TEXT BLOCK =
Published by: Cambridge University Press
Date released: 17/06/2021
Date read: 14/06/2021
Few people have changed the world like the Nobel Prize winners. Their breakthrough discoveries have revolutionised medicine, chemistry, physics and economics. Nobel Life consists of original interviews with twenty-four Nobel Prize winners. Each of them has a unique story to tell. They recall their eureka moments and the challenges they overcame along the way, give advice to inspire future generations, and discuss what remains to be discovered. Engaging and thought-provoking, Nobel Life provides an insight into life behind the Nobel Prize winners. A call from Stockholm turned a group of twenty-four academics into Nobel Prize winners. This is their call to the next generations worldwide.
Thanks to NetGalley and Cambridge University Press for the advanced reader copy of this book in receipt of an honest review.
I don’t pretend to be intelligent enough to fully understand and appreciate what it takes to win, and what it must mean to win, a Nobel prize, but I do like to learn, especially about things I know nothing about.
Nobel Life discusses topics such as chemical reactions, molecular biology, economics, spectroscopy, infections, biological proteins, cell reviews, structural biology, neuroscience, psychology, biochemistry, astronomy and cosmology. So, very intense stuff.

PROVIDED RECORDS =
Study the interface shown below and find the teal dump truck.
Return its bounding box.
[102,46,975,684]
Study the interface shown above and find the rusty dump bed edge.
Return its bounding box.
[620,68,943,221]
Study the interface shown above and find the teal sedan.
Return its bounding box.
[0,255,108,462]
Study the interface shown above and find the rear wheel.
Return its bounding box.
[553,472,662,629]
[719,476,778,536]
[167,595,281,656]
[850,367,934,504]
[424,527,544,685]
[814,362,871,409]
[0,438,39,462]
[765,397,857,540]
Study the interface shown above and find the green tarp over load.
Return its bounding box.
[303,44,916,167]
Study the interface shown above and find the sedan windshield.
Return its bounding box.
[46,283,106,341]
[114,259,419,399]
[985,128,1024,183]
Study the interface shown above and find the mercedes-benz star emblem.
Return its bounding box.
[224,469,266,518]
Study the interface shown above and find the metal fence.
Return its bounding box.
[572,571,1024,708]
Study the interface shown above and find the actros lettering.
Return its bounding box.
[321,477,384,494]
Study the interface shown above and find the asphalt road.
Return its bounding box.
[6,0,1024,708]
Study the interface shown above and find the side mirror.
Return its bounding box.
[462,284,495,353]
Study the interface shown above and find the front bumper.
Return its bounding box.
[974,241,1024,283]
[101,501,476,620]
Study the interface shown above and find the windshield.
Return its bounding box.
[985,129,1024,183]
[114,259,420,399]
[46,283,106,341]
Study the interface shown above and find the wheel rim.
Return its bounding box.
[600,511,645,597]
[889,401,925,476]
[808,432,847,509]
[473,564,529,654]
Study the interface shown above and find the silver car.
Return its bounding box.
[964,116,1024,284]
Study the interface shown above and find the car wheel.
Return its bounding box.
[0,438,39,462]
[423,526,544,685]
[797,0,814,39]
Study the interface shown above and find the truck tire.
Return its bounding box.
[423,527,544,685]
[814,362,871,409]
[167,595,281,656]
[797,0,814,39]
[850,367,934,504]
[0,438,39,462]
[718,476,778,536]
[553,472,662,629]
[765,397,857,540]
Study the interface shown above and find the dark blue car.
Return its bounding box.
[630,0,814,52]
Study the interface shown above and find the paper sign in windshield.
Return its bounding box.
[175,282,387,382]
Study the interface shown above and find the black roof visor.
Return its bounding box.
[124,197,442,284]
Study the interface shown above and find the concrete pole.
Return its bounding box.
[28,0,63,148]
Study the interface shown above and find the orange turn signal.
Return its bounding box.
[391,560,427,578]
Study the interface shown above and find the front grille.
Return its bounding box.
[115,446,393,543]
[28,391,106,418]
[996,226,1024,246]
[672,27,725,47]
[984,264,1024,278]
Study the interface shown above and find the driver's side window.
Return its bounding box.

YOUR TASK = According to the review, how many Nobel Prize winners were interviewed for Nobel Life? The data play no part in this exercise.

EXERCISE ANSWER = Twenty-four